Exercise instructions: Please retype all the data below exactly, line for line.

Exercise materials:
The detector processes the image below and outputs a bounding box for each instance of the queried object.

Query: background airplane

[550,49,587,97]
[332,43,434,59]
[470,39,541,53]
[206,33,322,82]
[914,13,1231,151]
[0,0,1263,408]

Response below:
The detector processes the image below and outputs a bounding box for each instance of the queried object.

Query: background airplane

[550,49,587,97]
[332,43,434,59]
[470,39,541,53]
[206,33,322,82]
[914,13,1231,151]
[0,0,1263,408]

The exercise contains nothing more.